Task input.
◆ ◆ ◆ ◆ ◆ ◆ ◆

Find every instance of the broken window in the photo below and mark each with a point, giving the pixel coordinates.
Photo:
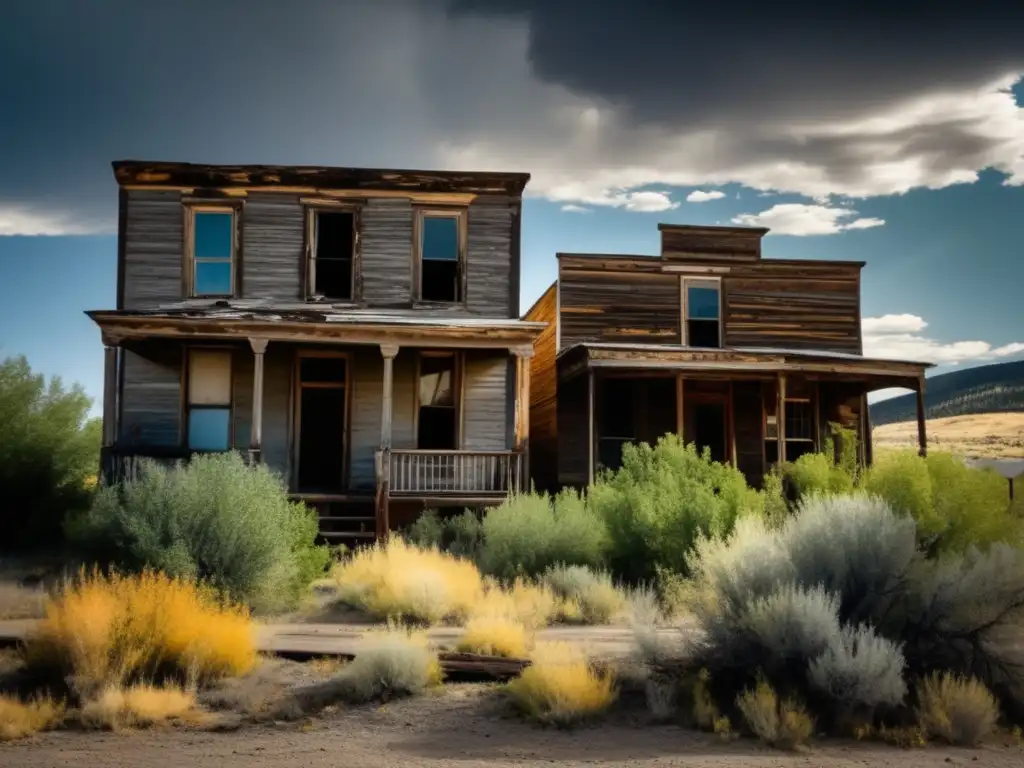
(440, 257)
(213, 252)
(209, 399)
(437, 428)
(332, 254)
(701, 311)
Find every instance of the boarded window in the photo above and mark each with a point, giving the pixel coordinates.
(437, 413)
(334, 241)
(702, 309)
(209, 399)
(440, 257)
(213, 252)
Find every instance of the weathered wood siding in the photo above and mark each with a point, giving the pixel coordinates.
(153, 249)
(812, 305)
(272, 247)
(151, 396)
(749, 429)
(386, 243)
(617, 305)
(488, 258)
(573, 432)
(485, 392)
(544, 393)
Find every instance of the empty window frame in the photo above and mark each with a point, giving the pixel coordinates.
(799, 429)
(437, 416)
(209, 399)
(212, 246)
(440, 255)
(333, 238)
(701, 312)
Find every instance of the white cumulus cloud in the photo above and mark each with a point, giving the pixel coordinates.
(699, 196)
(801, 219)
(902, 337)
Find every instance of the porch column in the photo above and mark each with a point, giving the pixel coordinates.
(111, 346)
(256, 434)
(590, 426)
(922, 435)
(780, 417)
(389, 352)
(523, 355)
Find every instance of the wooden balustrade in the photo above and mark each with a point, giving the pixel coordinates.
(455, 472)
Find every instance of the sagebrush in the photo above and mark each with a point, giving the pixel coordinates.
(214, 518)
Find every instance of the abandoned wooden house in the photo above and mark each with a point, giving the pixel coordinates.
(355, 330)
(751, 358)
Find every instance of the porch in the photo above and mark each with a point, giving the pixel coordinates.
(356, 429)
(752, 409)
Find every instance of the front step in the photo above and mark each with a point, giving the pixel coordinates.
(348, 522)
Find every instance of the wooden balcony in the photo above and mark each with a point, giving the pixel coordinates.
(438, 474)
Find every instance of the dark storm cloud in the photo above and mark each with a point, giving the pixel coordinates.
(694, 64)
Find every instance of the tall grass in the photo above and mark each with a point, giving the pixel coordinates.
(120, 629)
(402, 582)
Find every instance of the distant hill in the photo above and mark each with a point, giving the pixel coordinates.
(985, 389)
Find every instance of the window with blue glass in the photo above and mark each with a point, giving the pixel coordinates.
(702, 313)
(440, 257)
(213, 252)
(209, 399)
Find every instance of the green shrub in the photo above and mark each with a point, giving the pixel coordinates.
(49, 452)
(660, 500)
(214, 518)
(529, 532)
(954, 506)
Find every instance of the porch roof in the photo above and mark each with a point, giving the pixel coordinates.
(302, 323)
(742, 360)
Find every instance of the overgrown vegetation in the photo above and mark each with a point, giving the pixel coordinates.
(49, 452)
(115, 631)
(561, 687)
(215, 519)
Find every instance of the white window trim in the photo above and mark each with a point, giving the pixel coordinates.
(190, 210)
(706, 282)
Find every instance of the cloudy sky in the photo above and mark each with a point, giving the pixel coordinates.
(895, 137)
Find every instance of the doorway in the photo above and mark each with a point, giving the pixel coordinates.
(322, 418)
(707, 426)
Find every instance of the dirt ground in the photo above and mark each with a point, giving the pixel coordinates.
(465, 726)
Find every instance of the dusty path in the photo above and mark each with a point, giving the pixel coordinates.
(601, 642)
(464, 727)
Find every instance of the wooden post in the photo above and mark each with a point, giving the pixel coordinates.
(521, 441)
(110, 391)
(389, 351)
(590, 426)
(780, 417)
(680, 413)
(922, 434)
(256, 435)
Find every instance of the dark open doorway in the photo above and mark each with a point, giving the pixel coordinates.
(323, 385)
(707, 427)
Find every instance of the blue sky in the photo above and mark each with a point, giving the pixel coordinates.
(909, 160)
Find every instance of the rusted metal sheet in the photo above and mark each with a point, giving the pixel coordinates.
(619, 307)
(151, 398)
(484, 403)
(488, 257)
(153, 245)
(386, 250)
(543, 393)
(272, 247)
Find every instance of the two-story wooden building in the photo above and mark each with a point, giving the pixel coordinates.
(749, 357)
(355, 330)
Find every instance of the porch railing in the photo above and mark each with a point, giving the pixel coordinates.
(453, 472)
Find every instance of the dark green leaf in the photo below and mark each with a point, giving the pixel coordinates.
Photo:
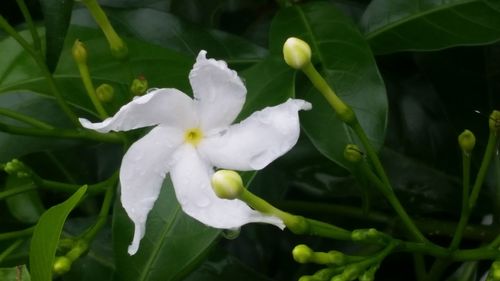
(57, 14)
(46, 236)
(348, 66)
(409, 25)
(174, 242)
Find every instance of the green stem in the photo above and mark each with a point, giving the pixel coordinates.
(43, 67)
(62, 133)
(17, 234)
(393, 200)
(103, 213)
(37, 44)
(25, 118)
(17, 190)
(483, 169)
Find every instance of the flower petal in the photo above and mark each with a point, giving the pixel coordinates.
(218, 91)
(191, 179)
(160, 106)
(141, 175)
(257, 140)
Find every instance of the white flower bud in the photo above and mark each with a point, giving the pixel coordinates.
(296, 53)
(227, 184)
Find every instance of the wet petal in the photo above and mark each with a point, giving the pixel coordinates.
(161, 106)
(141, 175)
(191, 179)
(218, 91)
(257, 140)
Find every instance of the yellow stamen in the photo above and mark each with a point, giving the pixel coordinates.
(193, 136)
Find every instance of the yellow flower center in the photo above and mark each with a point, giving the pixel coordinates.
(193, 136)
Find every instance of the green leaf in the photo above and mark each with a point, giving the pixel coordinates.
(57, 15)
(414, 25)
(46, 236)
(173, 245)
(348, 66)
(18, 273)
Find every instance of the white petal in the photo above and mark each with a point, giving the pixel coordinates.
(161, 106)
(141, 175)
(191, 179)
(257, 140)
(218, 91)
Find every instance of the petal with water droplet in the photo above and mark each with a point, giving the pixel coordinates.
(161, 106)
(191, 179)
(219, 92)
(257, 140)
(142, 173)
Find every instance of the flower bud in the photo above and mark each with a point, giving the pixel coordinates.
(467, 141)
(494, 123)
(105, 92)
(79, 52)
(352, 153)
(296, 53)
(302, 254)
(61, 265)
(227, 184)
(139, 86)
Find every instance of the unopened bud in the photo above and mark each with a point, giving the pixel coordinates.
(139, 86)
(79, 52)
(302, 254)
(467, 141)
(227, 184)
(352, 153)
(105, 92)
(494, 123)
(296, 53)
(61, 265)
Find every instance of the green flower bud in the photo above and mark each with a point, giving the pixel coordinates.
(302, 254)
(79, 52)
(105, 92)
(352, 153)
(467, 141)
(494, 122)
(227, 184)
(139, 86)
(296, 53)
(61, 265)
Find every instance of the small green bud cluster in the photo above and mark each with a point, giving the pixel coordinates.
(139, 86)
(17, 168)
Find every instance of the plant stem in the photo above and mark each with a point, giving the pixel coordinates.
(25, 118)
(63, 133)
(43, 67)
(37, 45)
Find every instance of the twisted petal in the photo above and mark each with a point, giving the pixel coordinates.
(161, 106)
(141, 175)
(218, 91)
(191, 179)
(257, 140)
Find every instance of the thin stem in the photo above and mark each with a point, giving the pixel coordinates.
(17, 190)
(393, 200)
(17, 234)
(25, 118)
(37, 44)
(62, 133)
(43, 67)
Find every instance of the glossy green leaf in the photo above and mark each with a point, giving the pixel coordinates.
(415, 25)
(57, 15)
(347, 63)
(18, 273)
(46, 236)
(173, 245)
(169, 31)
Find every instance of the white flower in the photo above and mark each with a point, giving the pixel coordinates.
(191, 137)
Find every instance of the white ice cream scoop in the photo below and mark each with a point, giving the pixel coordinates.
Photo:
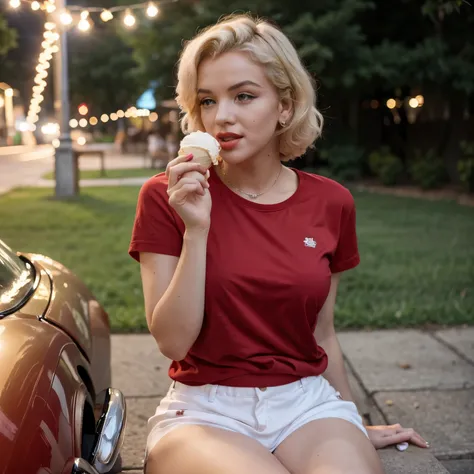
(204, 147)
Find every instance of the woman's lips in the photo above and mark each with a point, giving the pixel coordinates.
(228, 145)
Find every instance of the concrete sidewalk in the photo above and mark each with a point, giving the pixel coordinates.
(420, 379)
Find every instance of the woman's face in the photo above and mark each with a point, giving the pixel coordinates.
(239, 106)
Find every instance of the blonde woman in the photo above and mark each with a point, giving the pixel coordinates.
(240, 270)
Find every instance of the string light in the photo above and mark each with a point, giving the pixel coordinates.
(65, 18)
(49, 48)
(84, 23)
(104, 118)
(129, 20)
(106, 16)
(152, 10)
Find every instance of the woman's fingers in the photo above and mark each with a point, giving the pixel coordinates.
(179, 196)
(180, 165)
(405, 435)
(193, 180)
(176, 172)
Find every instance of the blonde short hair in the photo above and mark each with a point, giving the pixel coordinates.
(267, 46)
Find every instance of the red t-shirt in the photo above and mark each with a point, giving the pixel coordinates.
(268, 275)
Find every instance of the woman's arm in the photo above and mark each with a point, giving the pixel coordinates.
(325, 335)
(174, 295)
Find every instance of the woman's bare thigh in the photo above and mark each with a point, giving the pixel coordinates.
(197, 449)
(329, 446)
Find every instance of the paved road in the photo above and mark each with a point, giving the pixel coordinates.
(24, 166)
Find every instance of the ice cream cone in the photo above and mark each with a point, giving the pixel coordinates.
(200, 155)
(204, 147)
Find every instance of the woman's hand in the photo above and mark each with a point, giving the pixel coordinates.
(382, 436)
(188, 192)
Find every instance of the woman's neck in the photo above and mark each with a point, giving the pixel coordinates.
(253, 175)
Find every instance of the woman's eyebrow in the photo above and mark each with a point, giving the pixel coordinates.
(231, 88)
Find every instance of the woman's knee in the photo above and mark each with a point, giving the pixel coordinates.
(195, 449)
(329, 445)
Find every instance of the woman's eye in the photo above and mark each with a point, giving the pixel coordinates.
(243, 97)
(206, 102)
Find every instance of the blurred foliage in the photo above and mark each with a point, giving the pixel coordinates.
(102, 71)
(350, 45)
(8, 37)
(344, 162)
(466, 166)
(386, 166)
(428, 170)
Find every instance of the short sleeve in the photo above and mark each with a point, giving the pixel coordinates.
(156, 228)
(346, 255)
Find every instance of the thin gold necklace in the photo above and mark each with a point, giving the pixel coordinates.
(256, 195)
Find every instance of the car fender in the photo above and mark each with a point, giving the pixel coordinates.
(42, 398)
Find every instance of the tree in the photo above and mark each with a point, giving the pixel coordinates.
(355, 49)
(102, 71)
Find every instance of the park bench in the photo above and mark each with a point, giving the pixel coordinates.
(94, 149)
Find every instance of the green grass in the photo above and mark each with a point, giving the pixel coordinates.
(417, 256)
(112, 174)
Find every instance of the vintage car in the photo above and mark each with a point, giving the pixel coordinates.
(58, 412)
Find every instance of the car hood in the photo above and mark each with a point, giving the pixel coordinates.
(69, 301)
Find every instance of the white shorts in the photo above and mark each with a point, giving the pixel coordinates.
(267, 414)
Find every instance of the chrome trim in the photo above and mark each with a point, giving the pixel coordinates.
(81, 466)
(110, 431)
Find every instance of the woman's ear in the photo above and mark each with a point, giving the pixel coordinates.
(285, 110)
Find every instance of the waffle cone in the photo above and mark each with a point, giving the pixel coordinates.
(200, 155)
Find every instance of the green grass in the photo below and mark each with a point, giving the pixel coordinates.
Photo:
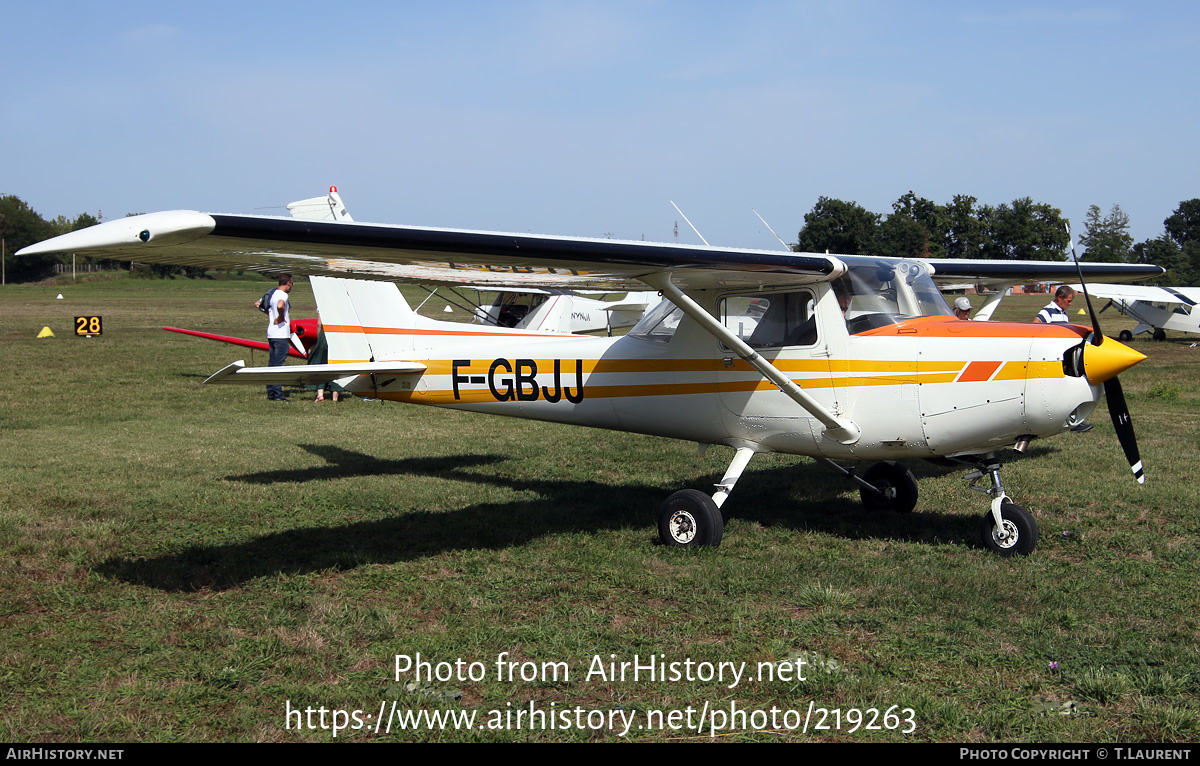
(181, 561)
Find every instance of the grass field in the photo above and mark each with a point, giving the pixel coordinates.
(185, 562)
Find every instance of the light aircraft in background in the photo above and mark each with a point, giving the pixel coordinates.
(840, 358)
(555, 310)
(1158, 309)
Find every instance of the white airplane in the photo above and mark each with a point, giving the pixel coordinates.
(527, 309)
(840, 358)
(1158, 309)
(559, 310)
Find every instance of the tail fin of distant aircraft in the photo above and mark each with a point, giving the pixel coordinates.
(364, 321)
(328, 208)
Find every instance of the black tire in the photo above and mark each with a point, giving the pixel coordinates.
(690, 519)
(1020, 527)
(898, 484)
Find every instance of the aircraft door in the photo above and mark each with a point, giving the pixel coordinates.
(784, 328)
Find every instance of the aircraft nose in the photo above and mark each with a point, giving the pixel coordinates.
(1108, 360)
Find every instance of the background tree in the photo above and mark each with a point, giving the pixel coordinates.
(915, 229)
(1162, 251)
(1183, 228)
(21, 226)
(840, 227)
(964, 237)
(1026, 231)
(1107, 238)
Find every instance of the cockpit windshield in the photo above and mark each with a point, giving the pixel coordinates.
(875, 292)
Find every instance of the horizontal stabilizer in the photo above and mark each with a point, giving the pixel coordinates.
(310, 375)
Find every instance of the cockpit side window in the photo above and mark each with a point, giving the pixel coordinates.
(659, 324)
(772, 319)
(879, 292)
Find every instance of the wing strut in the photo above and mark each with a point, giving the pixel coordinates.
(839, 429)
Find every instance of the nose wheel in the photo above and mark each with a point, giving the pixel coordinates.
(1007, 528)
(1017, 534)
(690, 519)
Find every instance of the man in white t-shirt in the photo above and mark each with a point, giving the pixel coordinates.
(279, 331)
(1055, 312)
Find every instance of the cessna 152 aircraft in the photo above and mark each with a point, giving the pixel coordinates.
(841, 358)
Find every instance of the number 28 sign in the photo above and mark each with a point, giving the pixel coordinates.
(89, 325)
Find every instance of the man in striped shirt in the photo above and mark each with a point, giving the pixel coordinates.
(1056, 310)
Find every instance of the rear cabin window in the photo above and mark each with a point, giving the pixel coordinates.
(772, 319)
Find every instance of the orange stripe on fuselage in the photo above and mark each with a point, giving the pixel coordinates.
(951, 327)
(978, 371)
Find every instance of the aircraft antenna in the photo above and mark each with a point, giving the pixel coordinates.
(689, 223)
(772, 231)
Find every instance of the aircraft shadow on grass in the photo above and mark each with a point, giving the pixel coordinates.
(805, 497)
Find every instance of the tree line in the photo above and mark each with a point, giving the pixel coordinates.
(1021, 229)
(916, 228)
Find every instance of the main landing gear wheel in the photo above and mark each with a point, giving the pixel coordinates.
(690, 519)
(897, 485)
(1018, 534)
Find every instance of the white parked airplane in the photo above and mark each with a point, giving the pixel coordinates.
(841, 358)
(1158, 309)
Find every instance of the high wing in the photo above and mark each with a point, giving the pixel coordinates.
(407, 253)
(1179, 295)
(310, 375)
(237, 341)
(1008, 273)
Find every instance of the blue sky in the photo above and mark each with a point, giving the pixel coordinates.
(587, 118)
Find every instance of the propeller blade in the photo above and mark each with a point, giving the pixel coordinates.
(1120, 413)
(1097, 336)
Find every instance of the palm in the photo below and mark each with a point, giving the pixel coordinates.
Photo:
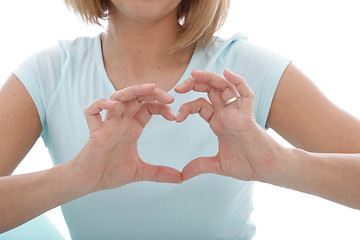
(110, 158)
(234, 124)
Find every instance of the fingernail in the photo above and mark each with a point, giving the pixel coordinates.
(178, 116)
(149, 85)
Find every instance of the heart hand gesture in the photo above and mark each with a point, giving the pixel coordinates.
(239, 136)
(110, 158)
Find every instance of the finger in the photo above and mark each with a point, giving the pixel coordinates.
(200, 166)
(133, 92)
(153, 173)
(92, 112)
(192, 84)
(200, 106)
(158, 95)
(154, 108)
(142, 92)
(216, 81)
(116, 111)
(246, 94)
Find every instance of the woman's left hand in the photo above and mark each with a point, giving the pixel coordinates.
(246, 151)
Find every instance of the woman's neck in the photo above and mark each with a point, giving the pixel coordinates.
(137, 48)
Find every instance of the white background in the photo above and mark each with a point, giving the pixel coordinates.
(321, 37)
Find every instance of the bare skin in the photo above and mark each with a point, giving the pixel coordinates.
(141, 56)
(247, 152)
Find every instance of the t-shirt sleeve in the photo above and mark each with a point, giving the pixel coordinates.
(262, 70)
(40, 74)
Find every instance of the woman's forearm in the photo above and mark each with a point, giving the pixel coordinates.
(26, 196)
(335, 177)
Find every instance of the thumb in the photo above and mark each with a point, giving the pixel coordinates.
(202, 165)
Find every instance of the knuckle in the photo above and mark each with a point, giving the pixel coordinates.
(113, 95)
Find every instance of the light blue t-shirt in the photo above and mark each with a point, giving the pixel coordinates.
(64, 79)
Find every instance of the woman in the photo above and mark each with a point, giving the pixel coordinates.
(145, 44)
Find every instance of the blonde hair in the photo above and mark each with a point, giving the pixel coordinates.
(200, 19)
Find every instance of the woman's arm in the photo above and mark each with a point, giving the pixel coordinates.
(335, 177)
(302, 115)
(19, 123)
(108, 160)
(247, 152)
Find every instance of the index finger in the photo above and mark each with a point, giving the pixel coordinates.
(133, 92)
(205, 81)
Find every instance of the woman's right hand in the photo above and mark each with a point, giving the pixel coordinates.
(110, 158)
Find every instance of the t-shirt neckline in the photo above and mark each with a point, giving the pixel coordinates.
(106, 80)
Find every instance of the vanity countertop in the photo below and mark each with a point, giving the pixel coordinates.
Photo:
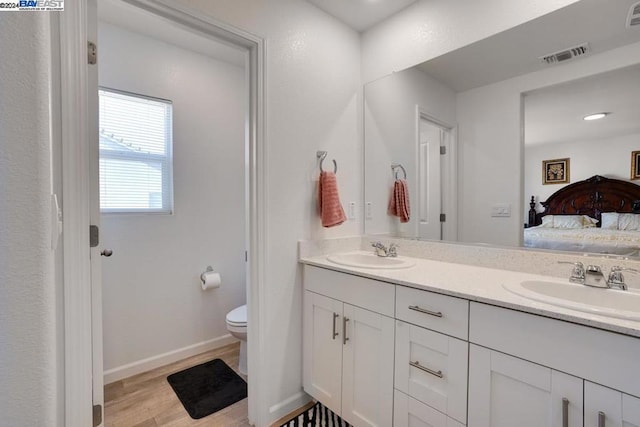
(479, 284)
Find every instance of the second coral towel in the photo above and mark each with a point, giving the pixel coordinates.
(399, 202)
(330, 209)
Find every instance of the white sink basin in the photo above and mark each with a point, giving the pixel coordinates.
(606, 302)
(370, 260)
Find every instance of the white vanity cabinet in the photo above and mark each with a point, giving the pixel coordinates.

◆ ◆ ◆ ◆ ◆ ◆ ◆

What this task involves. Provide only the count of lines in the records above that hold the word "vanity".

Solution for this task. 2